::: INFORMATION PROVIDED :::

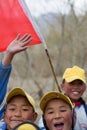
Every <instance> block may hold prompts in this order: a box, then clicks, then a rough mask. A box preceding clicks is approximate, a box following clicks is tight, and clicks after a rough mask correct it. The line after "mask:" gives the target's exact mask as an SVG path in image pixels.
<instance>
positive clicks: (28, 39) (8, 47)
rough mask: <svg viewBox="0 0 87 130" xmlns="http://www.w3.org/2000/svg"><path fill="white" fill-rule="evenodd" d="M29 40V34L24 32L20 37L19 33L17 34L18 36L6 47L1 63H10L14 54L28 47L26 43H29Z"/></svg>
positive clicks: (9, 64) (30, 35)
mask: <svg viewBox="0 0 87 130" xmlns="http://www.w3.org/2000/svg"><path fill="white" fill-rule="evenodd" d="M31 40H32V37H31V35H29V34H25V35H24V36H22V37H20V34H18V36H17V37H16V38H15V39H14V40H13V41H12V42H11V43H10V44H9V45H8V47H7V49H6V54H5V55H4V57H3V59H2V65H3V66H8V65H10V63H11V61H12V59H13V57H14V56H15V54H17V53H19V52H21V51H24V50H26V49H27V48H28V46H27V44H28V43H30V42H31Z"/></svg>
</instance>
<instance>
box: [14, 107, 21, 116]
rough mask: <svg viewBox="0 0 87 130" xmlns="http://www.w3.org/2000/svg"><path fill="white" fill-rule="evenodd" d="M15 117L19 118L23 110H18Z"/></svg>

:::
::: INFORMATION PROVIDED :::

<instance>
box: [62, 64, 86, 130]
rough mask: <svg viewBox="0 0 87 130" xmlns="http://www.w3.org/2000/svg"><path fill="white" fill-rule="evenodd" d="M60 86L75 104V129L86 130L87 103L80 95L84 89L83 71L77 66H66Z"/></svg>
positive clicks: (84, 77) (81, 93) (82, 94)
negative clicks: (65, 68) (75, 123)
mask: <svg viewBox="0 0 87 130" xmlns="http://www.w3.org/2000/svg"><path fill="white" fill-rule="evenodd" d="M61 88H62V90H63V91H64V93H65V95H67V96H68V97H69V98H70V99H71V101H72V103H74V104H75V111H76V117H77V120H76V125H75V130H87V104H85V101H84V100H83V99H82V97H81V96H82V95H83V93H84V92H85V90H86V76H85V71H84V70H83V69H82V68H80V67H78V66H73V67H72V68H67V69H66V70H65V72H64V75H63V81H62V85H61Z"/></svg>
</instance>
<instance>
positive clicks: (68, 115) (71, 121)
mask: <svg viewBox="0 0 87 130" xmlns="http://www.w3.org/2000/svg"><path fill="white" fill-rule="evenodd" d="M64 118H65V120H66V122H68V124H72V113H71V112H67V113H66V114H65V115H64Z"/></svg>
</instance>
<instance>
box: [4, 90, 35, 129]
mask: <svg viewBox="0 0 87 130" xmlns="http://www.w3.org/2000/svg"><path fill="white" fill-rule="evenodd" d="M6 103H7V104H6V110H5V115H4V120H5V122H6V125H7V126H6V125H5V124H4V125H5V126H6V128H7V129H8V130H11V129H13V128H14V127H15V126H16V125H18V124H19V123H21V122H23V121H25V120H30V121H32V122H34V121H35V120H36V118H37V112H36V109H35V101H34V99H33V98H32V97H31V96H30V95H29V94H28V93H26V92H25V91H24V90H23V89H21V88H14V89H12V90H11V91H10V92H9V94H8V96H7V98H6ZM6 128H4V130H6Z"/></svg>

:::

Check each line of the records above for "rough", and copy those that have it.

■ REPLY ■
Every <instance> block may hold prompts in this order: a box, then clicks, then a rough mask. A box preceding clicks is approximate, a box following clicks is tight, and clicks after a rough mask correct it. The line after "mask:" gives the target's exact mask as an SVG path in image pixels.
rough mask: <svg viewBox="0 0 87 130" xmlns="http://www.w3.org/2000/svg"><path fill="white" fill-rule="evenodd" d="M29 40V34L24 32L20 37L19 33L17 34L18 36L6 47L1 63H10L14 54L28 47L26 43H29Z"/></svg>
rough mask: <svg viewBox="0 0 87 130" xmlns="http://www.w3.org/2000/svg"><path fill="white" fill-rule="evenodd" d="M15 117L19 118L23 110H18Z"/></svg>
rough mask: <svg viewBox="0 0 87 130" xmlns="http://www.w3.org/2000/svg"><path fill="white" fill-rule="evenodd" d="M60 86L75 104V129L86 130L87 103L80 95L84 89L83 71L77 66H66Z"/></svg>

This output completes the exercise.